BEGIN

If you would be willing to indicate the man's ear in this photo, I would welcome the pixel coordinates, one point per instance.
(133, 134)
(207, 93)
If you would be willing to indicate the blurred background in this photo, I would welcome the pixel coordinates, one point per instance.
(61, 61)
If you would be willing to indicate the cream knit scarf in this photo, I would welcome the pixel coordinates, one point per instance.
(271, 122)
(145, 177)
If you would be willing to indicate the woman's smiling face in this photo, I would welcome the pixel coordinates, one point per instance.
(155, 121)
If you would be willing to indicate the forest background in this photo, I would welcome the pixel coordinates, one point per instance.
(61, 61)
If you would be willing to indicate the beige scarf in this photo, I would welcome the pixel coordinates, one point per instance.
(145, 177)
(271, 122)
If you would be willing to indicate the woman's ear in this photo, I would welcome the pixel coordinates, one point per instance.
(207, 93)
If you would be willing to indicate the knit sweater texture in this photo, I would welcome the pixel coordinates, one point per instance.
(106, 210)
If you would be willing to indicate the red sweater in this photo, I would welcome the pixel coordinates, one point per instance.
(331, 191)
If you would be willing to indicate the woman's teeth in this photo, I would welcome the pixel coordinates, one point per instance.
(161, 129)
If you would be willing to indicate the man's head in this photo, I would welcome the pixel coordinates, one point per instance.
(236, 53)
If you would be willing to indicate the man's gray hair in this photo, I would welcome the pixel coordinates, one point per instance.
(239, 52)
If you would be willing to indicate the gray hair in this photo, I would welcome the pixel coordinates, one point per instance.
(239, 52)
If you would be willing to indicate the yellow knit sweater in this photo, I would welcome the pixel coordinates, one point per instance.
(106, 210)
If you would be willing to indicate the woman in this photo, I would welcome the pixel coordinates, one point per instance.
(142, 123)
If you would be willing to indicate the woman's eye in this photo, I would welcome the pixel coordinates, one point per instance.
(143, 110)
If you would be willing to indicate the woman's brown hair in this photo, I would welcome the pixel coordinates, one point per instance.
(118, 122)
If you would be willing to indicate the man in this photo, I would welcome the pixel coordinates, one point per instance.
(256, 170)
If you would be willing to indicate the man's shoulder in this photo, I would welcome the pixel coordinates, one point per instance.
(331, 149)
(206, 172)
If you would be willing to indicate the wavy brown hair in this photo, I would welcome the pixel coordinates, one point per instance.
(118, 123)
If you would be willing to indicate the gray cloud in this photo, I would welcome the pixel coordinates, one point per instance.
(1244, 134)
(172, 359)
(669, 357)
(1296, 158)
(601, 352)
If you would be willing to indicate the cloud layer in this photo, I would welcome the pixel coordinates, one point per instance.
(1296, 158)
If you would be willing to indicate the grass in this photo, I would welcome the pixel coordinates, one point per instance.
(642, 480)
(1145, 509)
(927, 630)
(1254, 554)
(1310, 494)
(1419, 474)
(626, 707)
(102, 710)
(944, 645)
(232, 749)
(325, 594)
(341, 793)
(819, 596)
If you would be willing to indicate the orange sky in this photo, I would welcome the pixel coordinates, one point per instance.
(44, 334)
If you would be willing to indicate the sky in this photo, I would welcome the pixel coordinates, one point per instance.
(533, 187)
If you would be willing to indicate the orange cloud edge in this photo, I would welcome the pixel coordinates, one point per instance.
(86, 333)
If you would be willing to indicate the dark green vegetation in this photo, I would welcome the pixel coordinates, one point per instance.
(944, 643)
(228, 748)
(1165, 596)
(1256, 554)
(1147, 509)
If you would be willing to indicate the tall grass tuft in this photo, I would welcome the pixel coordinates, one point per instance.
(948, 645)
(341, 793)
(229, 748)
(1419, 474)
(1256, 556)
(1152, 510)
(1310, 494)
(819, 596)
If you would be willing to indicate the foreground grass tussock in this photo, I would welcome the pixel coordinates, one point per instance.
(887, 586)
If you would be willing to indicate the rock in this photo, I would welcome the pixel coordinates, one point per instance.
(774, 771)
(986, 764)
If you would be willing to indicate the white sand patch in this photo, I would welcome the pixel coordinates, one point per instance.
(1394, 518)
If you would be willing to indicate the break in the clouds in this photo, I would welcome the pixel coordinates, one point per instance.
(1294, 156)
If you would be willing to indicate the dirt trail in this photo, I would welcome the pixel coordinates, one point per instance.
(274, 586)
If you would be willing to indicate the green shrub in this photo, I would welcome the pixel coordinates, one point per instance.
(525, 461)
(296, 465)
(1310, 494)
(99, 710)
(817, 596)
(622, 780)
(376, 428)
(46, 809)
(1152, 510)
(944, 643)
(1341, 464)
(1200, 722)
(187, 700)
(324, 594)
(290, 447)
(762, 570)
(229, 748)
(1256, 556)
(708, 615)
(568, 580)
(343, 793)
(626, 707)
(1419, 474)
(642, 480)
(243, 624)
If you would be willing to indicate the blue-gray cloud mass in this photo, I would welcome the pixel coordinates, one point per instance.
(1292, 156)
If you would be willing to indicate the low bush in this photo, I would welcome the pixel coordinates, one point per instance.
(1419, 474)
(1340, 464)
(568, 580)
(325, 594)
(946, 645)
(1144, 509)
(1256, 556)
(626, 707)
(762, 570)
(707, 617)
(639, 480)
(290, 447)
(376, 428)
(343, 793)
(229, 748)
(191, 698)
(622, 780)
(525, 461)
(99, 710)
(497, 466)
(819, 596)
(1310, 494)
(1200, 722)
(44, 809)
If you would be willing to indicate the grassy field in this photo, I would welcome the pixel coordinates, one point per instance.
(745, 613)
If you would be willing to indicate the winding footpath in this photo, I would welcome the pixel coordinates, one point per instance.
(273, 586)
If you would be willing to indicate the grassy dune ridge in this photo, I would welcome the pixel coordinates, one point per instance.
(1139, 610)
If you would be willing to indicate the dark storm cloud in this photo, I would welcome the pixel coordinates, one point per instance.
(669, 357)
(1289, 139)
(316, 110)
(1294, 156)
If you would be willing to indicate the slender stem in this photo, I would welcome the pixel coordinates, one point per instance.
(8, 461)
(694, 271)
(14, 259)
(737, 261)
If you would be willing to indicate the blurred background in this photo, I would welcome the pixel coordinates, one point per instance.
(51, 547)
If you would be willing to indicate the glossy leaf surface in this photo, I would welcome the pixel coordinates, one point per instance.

END

REQUIRED WORK
Return the whole of the data, character for character.

SOLVED EXERCISE
If you would be willing to indicate the man's ear in this photo, I would welcome the pixel coordinates, one point per instance.
(133, 134)
(207, 93)
If you would be willing to indicate the blurred background in this photo, I would welcome the pixel coordinates, one point per instance.
(61, 61)
If you would be willing to indicate the cream knit scarf in this photo, I would welcome the pixel coordinates, one point per instance.
(271, 122)
(145, 177)
If you would be willing to indicate the woman's smiling face in this photo, I would welcome the pixel coordinates, one point per instance.
(155, 121)
If you would be willing to indicate the forest background in this photo, I would welcome the pixel coordinates, one point per instance.
(61, 61)
If you would be willing to indicate the beige scarf in this photo, I would welcome the pixel coordinates, one point per instance.
(145, 177)
(271, 122)
If you would be willing to indicate the woman's ear in this photo, I would welcome the pixel coordinates, one point per instance.
(207, 93)
If you would be willing to indicate the knit sweater texture in this photo, I would welcome the pixel coordinates, one point per instance.
(106, 210)
If you would be willing to indicate the red sweater in this photo, I would welcome the pixel coordinates, one point per instance.
(331, 191)
If you would be willing to indicate the woman's teeth in this photo, I would welcome the pixel coordinates, one point per instance.
(161, 129)
If you would be willing to indicate the man's head in this photo, I would welcome the pixel coordinates, one point per instance.
(236, 53)
If you would be willing to indicate the man's gray hair in this photo, I would welcome the pixel coordinates, one point per instance.
(239, 52)
If you would be willing to indicate the gray hair in this photo, I would welcome the pixel coordinates, one point per instance.
(239, 52)
If you would be willing to indicate the yellow knit sweater in this photo, I would welcome the pixel coordinates, one point per instance.
(106, 210)
If you would be willing to indicate the woman in this photo, I would welcome the pixel coordinates, one point per instance.
(142, 123)
If you would be willing to indicate the woman's eye in this photo, I would welcome the pixel coordinates, one point per instance.
(143, 110)
If you would be willing to indicate the woman's brown hair in this photo, I would welcome the pixel coordinates, one point per instance.
(118, 122)
If you would be willing to indicate the man in this photo, I would welcome the pixel coordinates, one point per instance.
(256, 170)
If you would be willing to indicate the man's shoulder in this photo, I would welcome the pixel coordinates, one point per instance.
(331, 149)
(206, 172)
If you would be willing to indicate the wavy brown hair in this photo, I would welcome the pixel coordinates, one point per instance.
(118, 123)
If you would be willing to indicate the gray cloud in this photo, I would welcome the pixel coordinates, one point per instance.
(1244, 134)
(172, 359)
(669, 357)
(1296, 158)
(601, 352)
If you would be willing to indicate the cloud layer in this photo, I would welcome the pixel coordinates, one point per instance.
(1296, 158)
If you would be willing to indicate the grass in this photo, I would welcome the pixel coordinates, one point per instance.
(642, 480)
(1145, 509)
(927, 630)
(1254, 554)
(1310, 494)
(1419, 474)
(626, 707)
(102, 710)
(944, 645)
(232, 749)
(325, 594)
(341, 793)
(819, 596)
If you would be willing to indicate the orange sky in this photo, I would welcome the pixel coordinates, one point per instance.
(44, 334)
If you would be willing to indicate the sky in this photo, I would welcome the pixel coordinates, one point per instance.
(533, 187)
If you would be willing to indicate the orange cloud edge in this photo, I would welcome the pixel coordinates, one point per instance.
(86, 333)
If you would be willing to indicate the dark green vegetation in this photo, I would welcome the pixel coordinates, one point per instance.
(944, 643)
(228, 748)
(1165, 596)
(1256, 554)
(1147, 509)
If you would be willing to indicate the tall grass tuft in this photo, I would welcome the pixel coordinates, one point per instance.
(948, 645)
(341, 793)
(229, 748)
(1419, 474)
(1256, 556)
(1152, 510)
(1310, 494)
(819, 596)
If you would be willing to indicate the foreground grass tussock in this photo, I would welcome the pixel coordinates, one point per instance.
(887, 586)
If you would be willing to indicate the rock in this photo, I would welcome the pixel coordinates, one point per instance.
(774, 771)
(986, 764)
If you would be willing to indicate the white sand patch in this photo, I would welcome the pixel coordinates, one point per instance.
(1394, 518)
If you would be willing to indicate the break in the clouds in this photo, I would welcome the pixel coordinates, one point per instance.
(1294, 156)
If you would be willing to indicate the dirt trail in this photo, I would welcome the pixel coordinates, one point per instance.
(274, 586)
If you would be willing to indicate the green shrub in this photo, I would welcome the pixel coordinates, one point per instance.
(525, 461)
(296, 465)
(1310, 494)
(99, 710)
(817, 596)
(622, 780)
(376, 428)
(46, 809)
(1152, 510)
(944, 643)
(1341, 464)
(1200, 722)
(187, 700)
(324, 594)
(290, 447)
(762, 570)
(229, 748)
(1256, 556)
(708, 615)
(568, 580)
(343, 793)
(626, 707)
(1419, 474)
(642, 480)
(243, 624)
If you would be willing to indicate the blue-gray cloud mass in this photo, I would welcome the pixel coordinates, one point per instance.
(1292, 156)
If you would be willing to indicate the low bush in this photo, I would welcome the pixel coordinates, one point per instance.
(1419, 474)
(1340, 464)
(568, 580)
(325, 594)
(946, 645)
(1144, 509)
(1256, 556)
(626, 707)
(762, 570)
(707, 617)
(639, 480)
(290, 447)
(376, 428)
(343, 793)
(229, 748)
(191, 698)
(622, 780)
(525, 461)
(99, 710)
(497, 466)
(819, 596)
(1310, 494)
(1200, 722)
(44, 809)
If you would be willing to indicate the grassy field in this photo, I would welcome the pixel coordinates, one point per instance.
(745, 613)
If you would be willing to indicate the winding footpath in this photo, I would welcome the pixel coordinates, one point per instance.
(273, 586)
If you would be willing to indicate the grassy dune ridge in this photo, I would welcome the pixel coordinates, one point per instance.
(1139, 610)
If you would be willing to indicate the dark storm cloud in this photo, I would welcome the pixel coordinates, one point per instance.
(669, 357)
(1289, 139)
(316, 110)
(1294, 156)
If you would be willing to indicate the slender stem in this photo, I would welcome the pixel coordinates, one point per instance.
(8, 461)
(694, 271)
(14, 259)
(737, 261)
If you would be willing to indicate the blurred background in this photo, I would welcome the pixel coordinates, one point per instance.
(51, 547)
If you would be willing to indicate the glossy leaf surface in this photo, I would welcome the pixel coordinates, one point per instance.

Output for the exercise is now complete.